— Directive —
Transcribe every entry below word for word, but skip the pictures.

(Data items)

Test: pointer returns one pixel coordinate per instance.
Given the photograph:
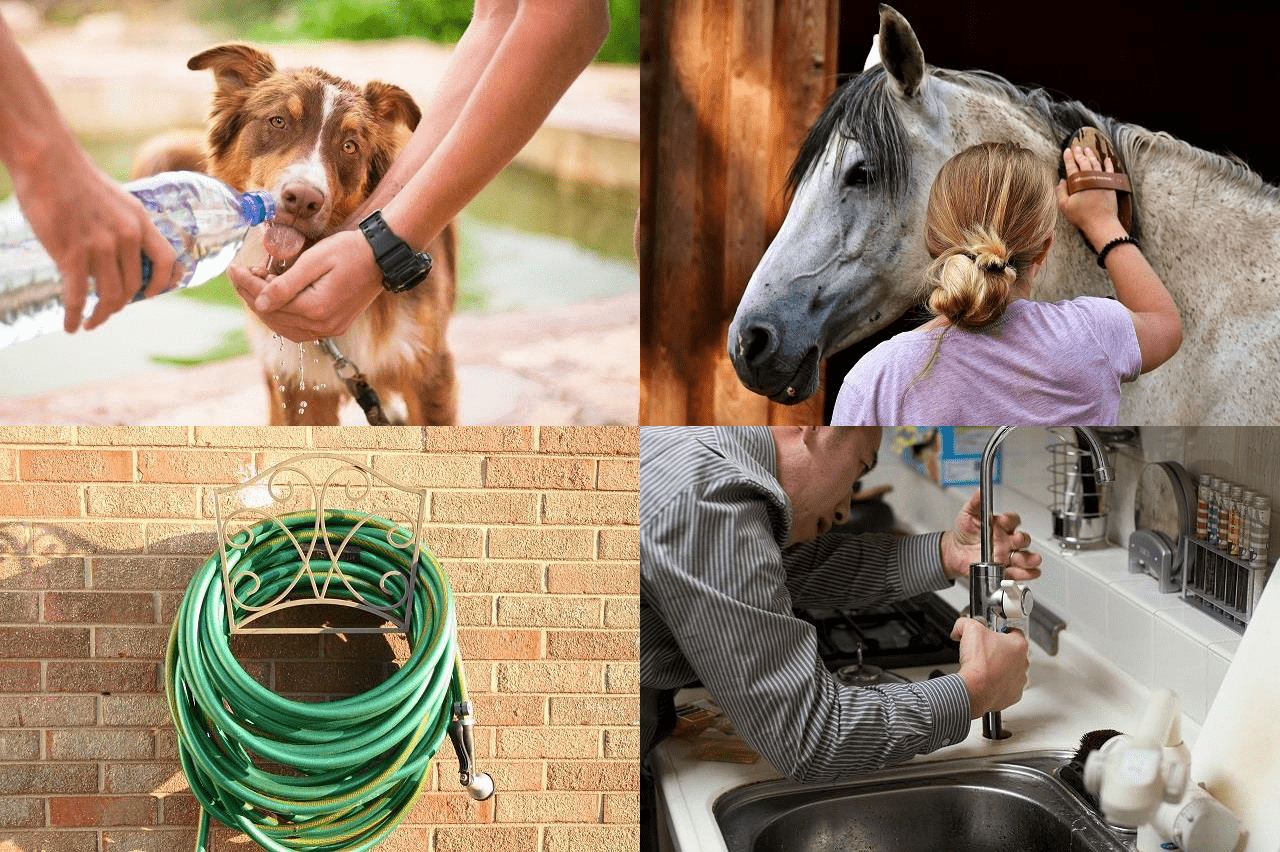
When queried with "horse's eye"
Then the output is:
(858, 175)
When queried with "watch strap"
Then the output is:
(402, 268)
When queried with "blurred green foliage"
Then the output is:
(442, 21)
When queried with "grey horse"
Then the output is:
(850, 255)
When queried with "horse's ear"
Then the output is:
(900, 51)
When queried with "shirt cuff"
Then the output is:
(949, 700)
(919, 560)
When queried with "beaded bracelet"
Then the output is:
(1118, 241)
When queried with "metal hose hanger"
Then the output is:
(360, 761)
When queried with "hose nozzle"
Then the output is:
(479, 784)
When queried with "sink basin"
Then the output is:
(976, 805)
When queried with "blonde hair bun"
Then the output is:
(988, 213)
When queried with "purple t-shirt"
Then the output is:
(1047, 363)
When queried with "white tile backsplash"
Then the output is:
(1182, 665)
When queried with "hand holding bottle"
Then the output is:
(95, 229)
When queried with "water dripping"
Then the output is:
(302, 365)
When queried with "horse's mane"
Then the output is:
(862, 109)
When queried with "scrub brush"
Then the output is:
(1073, 772)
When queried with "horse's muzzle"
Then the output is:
(766, 367)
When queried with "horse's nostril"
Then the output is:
(758, 343)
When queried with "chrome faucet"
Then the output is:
(1000, 600)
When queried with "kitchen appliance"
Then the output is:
(913, 632)
(1080, 499)
(1164, 512)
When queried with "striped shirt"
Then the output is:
(716, 604)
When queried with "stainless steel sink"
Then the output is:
(978, 805)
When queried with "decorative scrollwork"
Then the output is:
(346, 500)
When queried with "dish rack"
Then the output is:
(1220, 583)
(1079, 505)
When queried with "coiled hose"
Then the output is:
(361, 760)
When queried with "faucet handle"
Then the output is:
(1011, 601)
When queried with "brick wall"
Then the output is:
(103, 527)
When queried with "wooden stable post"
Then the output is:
(728, 90)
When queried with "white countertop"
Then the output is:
(1084, 687)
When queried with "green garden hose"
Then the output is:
(361, 760)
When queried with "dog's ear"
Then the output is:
(234, 65)
(393, 104)
(237, 68)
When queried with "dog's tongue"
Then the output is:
(283, 243)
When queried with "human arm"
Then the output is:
(726, 618)
(508, 71)
(1156, 319)
(90, 227)
(860, 569)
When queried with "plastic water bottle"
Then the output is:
(204, 220)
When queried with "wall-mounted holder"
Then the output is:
(1223, 585)
(323, 485)
(1080, 497)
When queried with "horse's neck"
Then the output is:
(1193, 214)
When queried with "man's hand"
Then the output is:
(961, 545)
(993, 665)
(94, 229)
(321, 294)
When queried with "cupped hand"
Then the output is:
(961, 545)
(320, 296)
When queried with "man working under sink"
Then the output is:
(731, 522)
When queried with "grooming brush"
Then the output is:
(1073, 772)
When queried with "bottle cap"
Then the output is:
(257, 206)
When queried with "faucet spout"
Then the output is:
(991, 596)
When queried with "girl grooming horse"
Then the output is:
(850, 255)
(991, 355)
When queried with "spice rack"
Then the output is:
(1220, 583)
(1225, 562)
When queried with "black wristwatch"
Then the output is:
(403, 269)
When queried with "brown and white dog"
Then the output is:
(320, 145)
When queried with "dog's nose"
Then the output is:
(302, 200)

— Solution for this problem —
Test: pointer returns one pixel coordinate per instance.
Given the photograph:
When queried with "horse's eye"
Then the output is:
(858, 175)
When queried with "watch strap"
Then the output is:
(402, 268)
When queried with "blurred green foliage"
Then the output is:
(442, 21)
When queried with "grey horse"
Then the output is:
(850, 255)
When queried with "horse's ear"
Then the output is:
(900, 51)
When queried with "shirt cuff"
Then the output is:
(949, 700)
(919, 560)
When queried with "beaded bracelet"
Then the output is:
(1118, 241)
When queried with "metal hose hanger"
Then the output is:
(360, 761)
When queried with "hose nozzle"
Then the output is:
(479, 784)
When queried with "sink basin"
Then the output is:
(976, 805)
When queried with "blonde hair bun"
Then the output is:
(988, 213)
When queried with "purple t-shirt"
Then the output is:
(1047, 363)
When queried with "white tile backsplash"
Then the output is:
(1182, 665)
When queried with "hand holding bottle"
Then the output is:
(95, 229)
When queried with "water dripping"
Then the output is:
(302, 365)
When queried with "horse's mane"
Then the output is:
(862, 109)
When queried with "scrub brush"
Then the output is:
(1073, 772)
When queried with "horse's muzzle"
Then the output is:
(766, 367)
When queried with "horse's nostril"
Then the output is:
(758, 343)
When queried with "chrome faucet"
Then the output is:
(1000, 600)
When queried with "kitchen appliance"
Then the output is:
(913, 632)
(1080, 499)
(1164, 512)
When queried with "striped shirt"
Then the output is:
(716, 604)
When queried with "stainless steel sink"
Then the output is:
(978, 805)
When queried with "decorative scrollwork"
Then the output is:
(346, 500)
When queried with "dish rack"
Then the output is:
(1220, 583)
(1079, 505)
When queried with "coiled hose"
Then the output is:
(361, 760)
When queried with "faucet handle"
Then the output is:
(1011, 601)
When queried with "brick wall"
Then the output is:
(103, 527)
When queried with "wooden stable post"
Then the output is:
(728, 90)
When queried with "white countertop"
Then the output is:
(1084, 687)
When queried with "green garden hose"
Then the output is:
(361, 760)
When queried with "dog's ear"
Then the output is:
(234, 65)
(393, 104)
(237, 68)
When queried with "dog's tongue"
Then the output is:
(283, 243)
When queried with "human arm"
Then the output is:
(726, 618)
(508, 71)
(1156, 319)
(90, 227)
(860, 569)
When queried with "plastic water bottle"
Then the output is:
(204, 220)
When queried with "wall-mounted holder"
Then the output is:
(1223, 585)
(323, 485)
(1080, 497)
When queried with "horse's neck"
Then the output is:
(1193, 214)
When queried with "man's hand"
Then the output is:
(961, 545)
(993, 665)
(94, 229)
(321, 294)
When queried with "cupped hand"
Then the output is:
(961, 545)
(320, 296)
When queried with "man working under sink"
Then the output is:
(731, 522)
When queried with "grooming brush"
Then the output is:
(1073, 772)
When queried with "bottle cap"
Then the output is:
(257, 206)
When queried with "faucet spout"
Then the output is:
(991, 596)
When queried with "girl grooming horse"
Then the output is:
(850, 255)
(991, 355)
When queried with "spice rack"
Then the output is:
(1220, 583)
(1225, 562)
When queried with "black wristwatch"
Then the output is:
(403, 269)
When queried with "brown and white dog"
Then the output is:
(320, 145)
When queried with "dog's nose"
Then the output is:
(302, 200)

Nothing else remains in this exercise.